>>>>>

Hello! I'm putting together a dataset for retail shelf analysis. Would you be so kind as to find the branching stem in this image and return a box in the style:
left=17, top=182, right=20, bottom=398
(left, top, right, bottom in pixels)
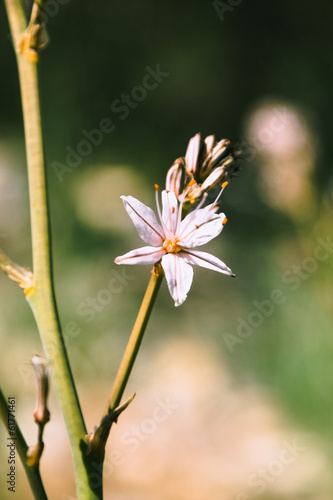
left=3, top=1, right=101, bottom=498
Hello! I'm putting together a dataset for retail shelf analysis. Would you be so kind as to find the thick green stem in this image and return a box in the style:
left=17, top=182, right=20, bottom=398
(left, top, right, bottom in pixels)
left=0, top=388, right=47, bottom=500
left=4, top=1, right=101, bottom=498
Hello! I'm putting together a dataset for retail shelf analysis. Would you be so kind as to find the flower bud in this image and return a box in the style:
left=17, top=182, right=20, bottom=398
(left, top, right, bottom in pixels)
left=32, top=355, right=50, bottom=425
left=185, top=133, right=201, bottom=174
left=166, top=157, right=185, bottom=197
left=181, top=133, right=241, bottom=203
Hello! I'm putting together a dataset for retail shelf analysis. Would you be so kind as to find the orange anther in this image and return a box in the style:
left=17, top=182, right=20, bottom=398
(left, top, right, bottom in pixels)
left=222, top=217, right=228, bottom=226
left=222, top=181, right=229, bottom=189
left=154, top=184, right=160, bottom=191
left=188, top=179, right=196, bottom=186
left=172, top=207, right=175, bottom=214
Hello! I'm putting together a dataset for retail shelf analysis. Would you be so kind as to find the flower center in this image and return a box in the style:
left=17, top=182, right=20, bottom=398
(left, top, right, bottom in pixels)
left=163, top=238, right=182, bottom=254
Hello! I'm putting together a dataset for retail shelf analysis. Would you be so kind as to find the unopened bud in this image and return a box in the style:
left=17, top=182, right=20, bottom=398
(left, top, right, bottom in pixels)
left=166, top=158, right=184, bottom=196
left=181, top=133, right=241, bottom=203
left=32, top=355, right=50, bottom=425
left=185, top=133, right=201, bottom=174
left=201, top=166, right=226, bottom=191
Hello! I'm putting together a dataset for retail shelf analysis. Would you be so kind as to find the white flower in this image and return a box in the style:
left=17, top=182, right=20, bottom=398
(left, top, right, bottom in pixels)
left=115, top=185, right=235, bottom=306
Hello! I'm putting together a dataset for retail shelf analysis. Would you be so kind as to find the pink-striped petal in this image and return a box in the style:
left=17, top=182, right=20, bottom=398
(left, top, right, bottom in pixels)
left=161, top=253, right=194, bottom=307
left=179, top=249, right=235, bottom=276
left=179, top=205, right=215, bottom=236
left=180, top=213, right=226, bottom=248
left=115, top=246, right=165, bottom=265
left=121, top=195, right=164, bottom=246
left=161, top=190, right=178, bottom=234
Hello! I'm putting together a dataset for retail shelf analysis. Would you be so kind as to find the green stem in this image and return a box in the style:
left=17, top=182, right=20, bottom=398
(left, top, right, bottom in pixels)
left=88, top=270, right=163, bottom=456
left=0, top=388, right=47, bottom=500
left=4, top=1, right=101, bottom=498
left=108, top=270, right=163, bottom=412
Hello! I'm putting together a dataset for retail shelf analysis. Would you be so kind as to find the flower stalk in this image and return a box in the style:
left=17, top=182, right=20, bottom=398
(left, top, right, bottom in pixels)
left=4, top=1, right=101, bottom=498
left=108, top=266, right=164, bottom=410
left=89, top=266, right=164, bottom=455
left=3, top=2, right=241, bottom=494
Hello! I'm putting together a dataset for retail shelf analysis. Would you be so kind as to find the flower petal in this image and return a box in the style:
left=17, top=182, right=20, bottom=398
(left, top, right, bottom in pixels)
left=162, top=190, right=178, bottom=234
left=180, top=213, right=226, bottom=248
left=178, top=203, right=225, bottom=247
left=179, top=205, right=216, bottom=235
left=162, top=253, right=194, bottom=307
left=115, top=246, right=165, bottom=265
left=179, top=249, right=235, bottom=276
left=121, top=195, right=164, bottom=246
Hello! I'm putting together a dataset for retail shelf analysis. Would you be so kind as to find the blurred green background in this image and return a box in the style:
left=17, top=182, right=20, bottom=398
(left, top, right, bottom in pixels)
left=1, top=1, right=333, bottom=499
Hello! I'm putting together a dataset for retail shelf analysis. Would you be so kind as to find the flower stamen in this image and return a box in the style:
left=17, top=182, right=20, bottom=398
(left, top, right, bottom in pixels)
left=210, top=181, right=229, bottom=211
left=155, top=183, right=169, bottom=236
left=163, top=238, right=182, bottom=254
left=175, top=180, right=197, bottom=234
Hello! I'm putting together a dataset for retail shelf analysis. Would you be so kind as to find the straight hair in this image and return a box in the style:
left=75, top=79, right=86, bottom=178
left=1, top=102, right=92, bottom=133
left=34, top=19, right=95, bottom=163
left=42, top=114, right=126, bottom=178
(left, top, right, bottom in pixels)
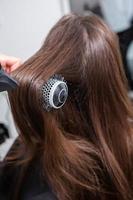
left=8, top=13, right=133, bottom=200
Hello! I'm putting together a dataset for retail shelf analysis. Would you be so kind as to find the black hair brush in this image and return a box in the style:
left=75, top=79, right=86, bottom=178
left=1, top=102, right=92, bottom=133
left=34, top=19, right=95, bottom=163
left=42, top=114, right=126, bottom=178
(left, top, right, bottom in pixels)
left=0, top=64, right=18, bottom=92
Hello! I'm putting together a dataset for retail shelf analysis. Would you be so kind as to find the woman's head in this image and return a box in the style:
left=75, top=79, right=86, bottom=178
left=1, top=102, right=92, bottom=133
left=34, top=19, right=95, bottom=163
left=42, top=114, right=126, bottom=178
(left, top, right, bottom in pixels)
left=9, top=13, right=133, bottom=200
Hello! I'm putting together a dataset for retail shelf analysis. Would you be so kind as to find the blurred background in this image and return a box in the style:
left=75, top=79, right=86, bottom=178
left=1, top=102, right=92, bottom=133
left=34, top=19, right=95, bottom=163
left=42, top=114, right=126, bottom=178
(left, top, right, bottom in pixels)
left=0, top=0, right=133, bottom=159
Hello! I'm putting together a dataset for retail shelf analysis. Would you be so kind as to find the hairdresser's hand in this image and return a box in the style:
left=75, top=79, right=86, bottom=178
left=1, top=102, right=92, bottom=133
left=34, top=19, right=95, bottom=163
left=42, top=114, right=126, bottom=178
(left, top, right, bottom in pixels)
left=0, top=54, right=21, bottom=73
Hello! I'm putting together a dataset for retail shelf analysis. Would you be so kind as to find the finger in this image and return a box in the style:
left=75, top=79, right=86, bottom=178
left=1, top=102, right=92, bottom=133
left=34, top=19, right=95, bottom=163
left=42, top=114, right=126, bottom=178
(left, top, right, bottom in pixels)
left=0, top=60, right=6, bottom=69
left=4, top=59, right=21, bottom=73
left=5, top=58, right=21, bottom=66
left=10, top=60, right=22, bottom=73
left=0, top=54, right=22, bottom=73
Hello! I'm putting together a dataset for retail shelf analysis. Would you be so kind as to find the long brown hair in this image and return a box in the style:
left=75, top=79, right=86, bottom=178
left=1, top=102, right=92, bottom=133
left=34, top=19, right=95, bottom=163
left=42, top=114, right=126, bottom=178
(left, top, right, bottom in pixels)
left=8, top=13, right=133, bottom=200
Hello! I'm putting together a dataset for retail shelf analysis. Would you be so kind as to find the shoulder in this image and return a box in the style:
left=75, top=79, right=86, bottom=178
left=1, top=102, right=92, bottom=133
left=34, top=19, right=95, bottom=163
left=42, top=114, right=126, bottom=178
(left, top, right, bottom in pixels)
left=0, top=140, right=57, bottom=200
left=19, top=161, right=57, bottom=200
left=0, top=160, right=57, bottom=200
left=29, top=192, right=57, bottom=200
left=0, top=153, right=57, bottom=200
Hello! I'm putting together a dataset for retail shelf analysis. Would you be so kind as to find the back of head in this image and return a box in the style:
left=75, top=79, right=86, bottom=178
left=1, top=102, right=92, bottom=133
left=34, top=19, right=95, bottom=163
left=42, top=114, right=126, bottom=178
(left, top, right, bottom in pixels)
left=9, top=13, right=133, bottom=200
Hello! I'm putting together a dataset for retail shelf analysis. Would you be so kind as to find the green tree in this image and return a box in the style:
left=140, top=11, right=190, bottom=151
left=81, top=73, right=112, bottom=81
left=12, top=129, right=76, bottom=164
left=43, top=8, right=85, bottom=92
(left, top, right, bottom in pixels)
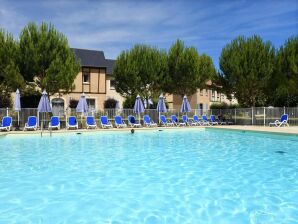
left=268, top=36, right=298, bottom=106
left=0, top=29, right=24, bottom=107
left=18, top=22, right=80, bottom=96
left=113, top=44, right=168, bottom=100
left=165, top=39, right=214, bottom=97
left=104, top=98, right=118, bottom=109
left=218, top=35, right=275, bottom=107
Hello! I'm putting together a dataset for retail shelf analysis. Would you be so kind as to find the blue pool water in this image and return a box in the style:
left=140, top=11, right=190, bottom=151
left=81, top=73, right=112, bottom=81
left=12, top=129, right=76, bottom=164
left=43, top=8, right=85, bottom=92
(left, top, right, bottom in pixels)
left=0, top=129, right=297, bottom=223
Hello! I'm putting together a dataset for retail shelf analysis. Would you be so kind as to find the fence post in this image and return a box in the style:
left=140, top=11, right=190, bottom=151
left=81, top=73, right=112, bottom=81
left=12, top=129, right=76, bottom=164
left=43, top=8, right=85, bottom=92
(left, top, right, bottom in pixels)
left=6, top=107, right=8, bottom=117
left=234, top=108, right=236, bottom=124
left=251, top=107, right=254, bottom=125
left=284, top=106, right=286, bottom=115
left=263, top=107, right=266, bottom=126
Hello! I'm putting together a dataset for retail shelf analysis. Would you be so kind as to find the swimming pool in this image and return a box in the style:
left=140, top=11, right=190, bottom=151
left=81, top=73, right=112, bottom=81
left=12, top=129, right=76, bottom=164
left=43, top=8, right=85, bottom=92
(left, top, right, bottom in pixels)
left=0, top=129, right=297, bottom=223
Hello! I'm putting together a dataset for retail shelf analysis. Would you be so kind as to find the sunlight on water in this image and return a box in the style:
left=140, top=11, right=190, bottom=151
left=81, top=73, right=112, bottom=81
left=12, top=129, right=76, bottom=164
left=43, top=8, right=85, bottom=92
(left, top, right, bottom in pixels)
left=0, top=129, right=297, bottom=223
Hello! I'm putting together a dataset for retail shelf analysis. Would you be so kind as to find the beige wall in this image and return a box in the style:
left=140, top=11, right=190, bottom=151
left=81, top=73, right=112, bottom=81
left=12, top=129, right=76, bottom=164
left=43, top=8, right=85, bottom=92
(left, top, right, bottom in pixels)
left=90, top=68, right=99, bottom=92
left=47, top=71, right=238, bottom=112
left=73, top=71, right=82, bottom=92
left=106, top=76, right=125, bottom=108
left=166, top=88, right=237, bottom=111
left=54, top=66, right=110, bottom=111
left=49, top=92, right=106, bottom=111
left=72, top=67, right=106, bottom=94
left=99, top=68, right=106, bottom=93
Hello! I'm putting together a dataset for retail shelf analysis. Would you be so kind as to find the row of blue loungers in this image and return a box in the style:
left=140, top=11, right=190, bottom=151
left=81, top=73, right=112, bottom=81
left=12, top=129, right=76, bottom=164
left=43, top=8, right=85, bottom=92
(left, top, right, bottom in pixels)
left=0, top=114, right=231, bottom=131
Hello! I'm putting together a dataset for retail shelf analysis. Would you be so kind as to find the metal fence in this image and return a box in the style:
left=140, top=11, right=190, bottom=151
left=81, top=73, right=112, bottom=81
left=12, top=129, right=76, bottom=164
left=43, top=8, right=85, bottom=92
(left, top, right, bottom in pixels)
left=0, top=107, right=297, bottom=129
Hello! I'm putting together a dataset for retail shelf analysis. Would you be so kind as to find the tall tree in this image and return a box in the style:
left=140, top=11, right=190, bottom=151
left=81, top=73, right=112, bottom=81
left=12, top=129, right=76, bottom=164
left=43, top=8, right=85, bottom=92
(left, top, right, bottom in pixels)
left=0, top=29, right=24, bottom=107
left=165, top=39, right=214, bottom=97
left=218, top=35, right=275, bottom=107
left=268, top=36, right=298, bottom=106
left=19, top=22, right=80, bottom=96
left=113, top=44, right=168, bottom=100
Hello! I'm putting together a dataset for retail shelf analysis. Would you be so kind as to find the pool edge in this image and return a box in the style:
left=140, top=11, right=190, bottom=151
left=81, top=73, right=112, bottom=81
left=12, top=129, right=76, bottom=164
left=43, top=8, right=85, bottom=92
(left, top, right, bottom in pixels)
left=206, top=126, right=298, bottom=137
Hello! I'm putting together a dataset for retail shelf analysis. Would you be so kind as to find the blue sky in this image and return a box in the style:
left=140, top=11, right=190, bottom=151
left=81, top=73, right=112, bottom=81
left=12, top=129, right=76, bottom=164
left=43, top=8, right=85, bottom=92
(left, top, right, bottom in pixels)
left=0, top=0, right=297, bottom=68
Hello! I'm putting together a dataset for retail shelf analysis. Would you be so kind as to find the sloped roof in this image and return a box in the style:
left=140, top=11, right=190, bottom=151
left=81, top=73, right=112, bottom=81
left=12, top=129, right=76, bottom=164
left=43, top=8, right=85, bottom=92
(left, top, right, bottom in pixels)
left=72, top=48, right=115, bottom=75
left=72, top=48, right=106, bottom=68
left=105, top=59, right=115, bottom=75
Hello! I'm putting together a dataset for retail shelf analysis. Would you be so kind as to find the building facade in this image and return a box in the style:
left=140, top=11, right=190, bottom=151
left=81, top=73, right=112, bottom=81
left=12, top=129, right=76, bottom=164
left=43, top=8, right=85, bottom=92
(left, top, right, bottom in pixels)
left=49, top=48, right=123, bottom=115
left=48, top=48, right=236, bottom=115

<<<<<

* How to complete this task: Go through the records above line by line and say how many lines include "background", giving only that number.

* Result of this task: 2